- DATA PROVIDED

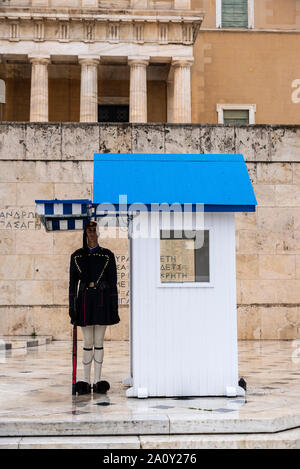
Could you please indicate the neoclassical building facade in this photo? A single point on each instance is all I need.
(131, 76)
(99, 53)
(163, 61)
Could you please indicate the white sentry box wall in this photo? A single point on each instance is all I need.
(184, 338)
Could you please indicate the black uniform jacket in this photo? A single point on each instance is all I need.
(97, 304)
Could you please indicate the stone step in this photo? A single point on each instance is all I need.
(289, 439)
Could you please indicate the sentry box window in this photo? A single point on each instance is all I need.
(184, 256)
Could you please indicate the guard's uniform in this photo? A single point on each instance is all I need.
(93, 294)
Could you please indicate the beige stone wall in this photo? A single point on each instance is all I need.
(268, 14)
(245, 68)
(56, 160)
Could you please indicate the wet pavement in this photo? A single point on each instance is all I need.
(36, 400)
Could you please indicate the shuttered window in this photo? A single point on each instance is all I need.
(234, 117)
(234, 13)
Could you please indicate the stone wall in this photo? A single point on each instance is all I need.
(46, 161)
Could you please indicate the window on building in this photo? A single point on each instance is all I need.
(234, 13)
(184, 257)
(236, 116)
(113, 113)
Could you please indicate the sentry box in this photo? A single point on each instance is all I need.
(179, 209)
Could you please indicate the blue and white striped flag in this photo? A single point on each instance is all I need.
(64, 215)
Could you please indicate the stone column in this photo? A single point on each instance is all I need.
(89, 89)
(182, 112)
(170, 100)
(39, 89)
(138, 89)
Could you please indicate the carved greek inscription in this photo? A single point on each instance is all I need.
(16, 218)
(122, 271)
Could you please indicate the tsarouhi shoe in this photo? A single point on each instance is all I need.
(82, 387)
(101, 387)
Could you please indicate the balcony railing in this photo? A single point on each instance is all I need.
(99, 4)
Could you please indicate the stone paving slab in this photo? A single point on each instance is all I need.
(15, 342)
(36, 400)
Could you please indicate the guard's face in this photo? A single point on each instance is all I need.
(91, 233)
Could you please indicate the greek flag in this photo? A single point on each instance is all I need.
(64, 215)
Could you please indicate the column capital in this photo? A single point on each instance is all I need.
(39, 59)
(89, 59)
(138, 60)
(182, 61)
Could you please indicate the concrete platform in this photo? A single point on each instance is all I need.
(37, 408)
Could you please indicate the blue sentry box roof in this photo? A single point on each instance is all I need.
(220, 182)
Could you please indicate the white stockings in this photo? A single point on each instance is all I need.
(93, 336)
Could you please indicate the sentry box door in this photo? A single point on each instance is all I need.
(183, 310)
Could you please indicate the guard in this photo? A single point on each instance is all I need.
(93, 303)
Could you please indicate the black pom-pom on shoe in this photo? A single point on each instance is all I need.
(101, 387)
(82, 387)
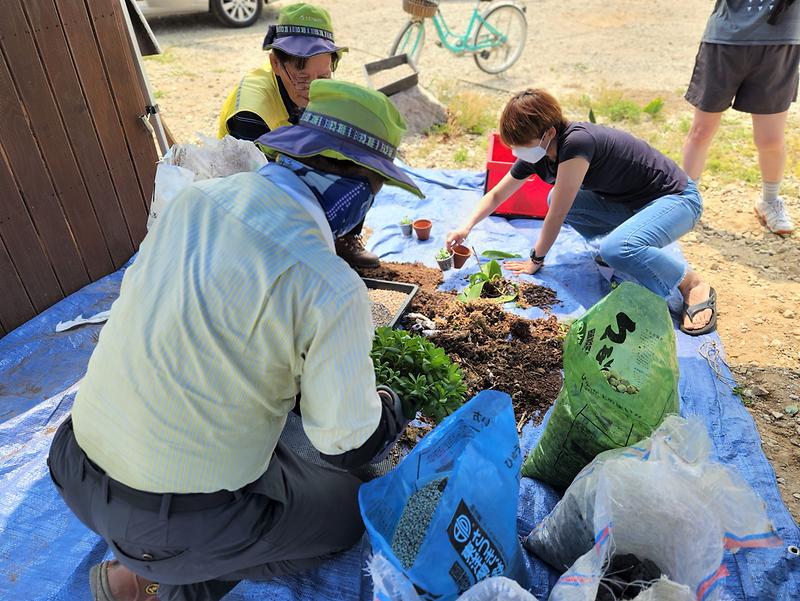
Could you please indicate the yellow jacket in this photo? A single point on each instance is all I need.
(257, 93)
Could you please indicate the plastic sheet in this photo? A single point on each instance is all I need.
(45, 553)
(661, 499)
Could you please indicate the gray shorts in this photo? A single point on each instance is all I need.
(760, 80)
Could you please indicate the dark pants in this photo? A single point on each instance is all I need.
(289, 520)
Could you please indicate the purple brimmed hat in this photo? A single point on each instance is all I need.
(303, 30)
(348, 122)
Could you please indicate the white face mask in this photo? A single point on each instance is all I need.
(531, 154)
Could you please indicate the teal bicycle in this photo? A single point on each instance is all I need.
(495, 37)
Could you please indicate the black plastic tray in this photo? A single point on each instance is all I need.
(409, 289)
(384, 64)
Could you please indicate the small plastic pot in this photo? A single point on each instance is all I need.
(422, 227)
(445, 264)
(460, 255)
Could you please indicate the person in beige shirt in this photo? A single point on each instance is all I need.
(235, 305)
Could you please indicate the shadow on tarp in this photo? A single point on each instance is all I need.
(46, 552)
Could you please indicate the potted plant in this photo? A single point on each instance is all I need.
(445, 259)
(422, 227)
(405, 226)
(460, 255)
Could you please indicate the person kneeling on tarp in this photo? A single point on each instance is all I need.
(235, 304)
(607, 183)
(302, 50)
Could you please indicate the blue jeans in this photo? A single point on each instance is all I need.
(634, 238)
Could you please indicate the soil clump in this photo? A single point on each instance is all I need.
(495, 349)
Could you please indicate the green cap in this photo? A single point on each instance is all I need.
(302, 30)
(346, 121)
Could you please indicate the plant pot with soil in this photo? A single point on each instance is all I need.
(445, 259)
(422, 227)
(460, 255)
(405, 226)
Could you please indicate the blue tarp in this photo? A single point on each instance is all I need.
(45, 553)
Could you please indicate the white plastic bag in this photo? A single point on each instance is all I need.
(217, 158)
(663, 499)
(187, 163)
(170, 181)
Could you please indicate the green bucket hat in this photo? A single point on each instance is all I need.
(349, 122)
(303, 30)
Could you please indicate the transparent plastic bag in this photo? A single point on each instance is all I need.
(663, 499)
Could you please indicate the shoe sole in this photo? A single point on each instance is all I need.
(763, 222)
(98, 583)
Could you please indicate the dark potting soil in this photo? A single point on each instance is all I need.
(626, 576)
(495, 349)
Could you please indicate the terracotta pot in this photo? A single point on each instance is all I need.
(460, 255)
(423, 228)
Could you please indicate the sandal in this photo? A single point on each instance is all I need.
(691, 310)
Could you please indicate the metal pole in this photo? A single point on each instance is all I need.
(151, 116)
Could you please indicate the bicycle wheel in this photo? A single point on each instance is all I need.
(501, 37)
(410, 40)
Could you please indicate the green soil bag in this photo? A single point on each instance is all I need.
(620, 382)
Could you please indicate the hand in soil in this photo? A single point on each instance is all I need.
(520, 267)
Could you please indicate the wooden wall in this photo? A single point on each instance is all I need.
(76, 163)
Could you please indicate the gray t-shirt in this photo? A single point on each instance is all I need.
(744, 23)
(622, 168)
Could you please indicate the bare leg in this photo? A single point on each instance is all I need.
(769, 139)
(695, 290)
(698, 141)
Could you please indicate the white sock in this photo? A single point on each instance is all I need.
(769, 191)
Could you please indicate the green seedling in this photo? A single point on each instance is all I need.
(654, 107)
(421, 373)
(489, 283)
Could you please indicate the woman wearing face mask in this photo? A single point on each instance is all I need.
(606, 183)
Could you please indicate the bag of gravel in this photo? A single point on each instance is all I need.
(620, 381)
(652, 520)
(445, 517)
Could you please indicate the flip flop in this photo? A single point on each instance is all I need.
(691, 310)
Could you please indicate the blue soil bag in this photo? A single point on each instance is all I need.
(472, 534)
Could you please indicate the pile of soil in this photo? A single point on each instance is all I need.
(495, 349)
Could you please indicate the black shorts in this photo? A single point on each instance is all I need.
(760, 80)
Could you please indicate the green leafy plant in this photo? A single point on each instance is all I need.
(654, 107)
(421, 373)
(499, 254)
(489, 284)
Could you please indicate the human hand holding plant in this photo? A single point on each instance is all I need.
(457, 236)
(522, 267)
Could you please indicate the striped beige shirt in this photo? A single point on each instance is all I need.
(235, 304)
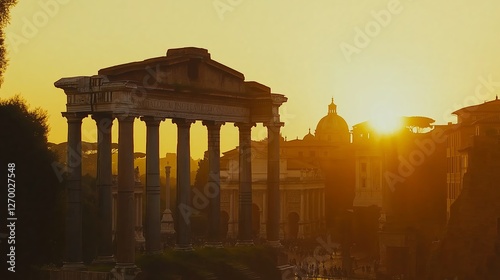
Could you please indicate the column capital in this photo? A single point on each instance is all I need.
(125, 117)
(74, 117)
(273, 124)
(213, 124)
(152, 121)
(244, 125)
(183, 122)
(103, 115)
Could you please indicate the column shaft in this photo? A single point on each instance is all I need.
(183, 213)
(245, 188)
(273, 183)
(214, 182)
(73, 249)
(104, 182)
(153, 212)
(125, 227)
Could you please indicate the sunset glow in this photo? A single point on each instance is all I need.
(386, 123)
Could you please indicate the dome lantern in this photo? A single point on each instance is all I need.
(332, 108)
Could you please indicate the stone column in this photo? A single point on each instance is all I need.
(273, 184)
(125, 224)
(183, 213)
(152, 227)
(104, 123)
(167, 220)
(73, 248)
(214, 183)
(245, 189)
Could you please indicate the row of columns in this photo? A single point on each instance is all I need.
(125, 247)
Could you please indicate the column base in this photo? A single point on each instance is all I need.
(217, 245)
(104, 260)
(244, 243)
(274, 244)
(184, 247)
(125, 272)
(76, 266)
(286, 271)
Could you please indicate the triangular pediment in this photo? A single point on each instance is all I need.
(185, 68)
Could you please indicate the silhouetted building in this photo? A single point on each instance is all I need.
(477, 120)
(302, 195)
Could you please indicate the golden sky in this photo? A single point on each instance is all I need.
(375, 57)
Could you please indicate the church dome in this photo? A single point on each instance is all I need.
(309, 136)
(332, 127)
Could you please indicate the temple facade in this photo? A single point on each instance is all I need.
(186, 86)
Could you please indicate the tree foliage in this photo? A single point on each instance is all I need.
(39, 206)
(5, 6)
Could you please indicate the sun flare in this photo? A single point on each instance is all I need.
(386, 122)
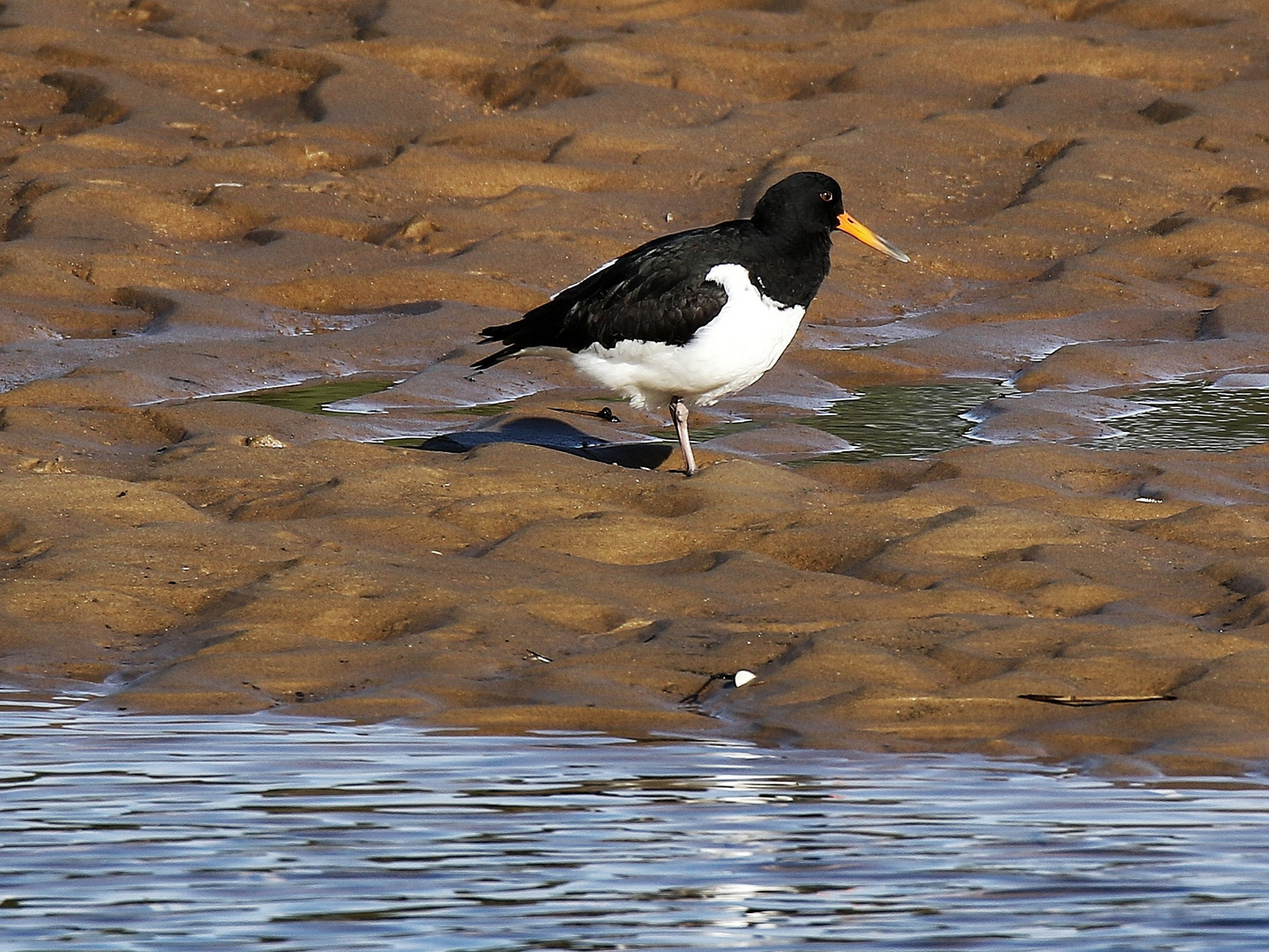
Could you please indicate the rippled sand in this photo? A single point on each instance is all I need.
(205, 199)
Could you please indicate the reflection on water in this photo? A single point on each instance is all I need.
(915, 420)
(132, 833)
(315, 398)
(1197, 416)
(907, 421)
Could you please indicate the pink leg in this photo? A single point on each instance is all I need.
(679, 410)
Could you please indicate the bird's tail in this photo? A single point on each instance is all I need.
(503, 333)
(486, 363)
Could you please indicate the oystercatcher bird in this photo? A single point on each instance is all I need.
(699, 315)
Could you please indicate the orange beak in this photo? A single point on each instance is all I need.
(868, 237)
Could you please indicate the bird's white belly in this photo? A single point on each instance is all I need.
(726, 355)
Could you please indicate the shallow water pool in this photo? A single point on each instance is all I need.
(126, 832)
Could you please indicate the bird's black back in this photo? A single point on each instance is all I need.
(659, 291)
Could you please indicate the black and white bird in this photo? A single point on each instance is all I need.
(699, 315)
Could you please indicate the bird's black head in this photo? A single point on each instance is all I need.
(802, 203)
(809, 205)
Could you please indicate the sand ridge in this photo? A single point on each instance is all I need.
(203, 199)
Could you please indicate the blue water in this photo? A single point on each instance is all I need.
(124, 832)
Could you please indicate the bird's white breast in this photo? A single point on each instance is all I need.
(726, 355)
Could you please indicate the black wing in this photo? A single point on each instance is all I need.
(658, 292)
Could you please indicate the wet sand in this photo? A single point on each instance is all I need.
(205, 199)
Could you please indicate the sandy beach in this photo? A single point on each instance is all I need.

- WHAT TO WORK ON
All lines from the one that contains "Could you please indicate the bird's white breast" to the last line above must be given again exactly, with both included and nothing added.

- WORKED SOLUTION
Could you please indicate the bird's white breast in this photo? A single point on each instance is all I need.
(726, 355)
Could you please indicate the black wing in this photo? A single point on each instance is all I need.
(658, 292)
Could you please indicate the wet sand in this photo? A single point on each instance is all I need.
(205, 199)
Could you please indicate the sandy beach in this photo? A single point on each instance is all I need.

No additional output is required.